======== Exercise data

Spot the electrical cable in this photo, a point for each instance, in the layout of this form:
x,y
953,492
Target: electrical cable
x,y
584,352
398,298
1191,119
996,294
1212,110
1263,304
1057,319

================

* [Required task]: Copy the listing above line by line, word for word, with nothing changed.

* [Reply to the task]:
Spot the electrical cable in this photo, a point for each instance, in the layout of this form:
x,y
953,492
Target: electrical cable
x,y
584,352
398,298
1191,119
996,294
1212,110
1263,304
1057,319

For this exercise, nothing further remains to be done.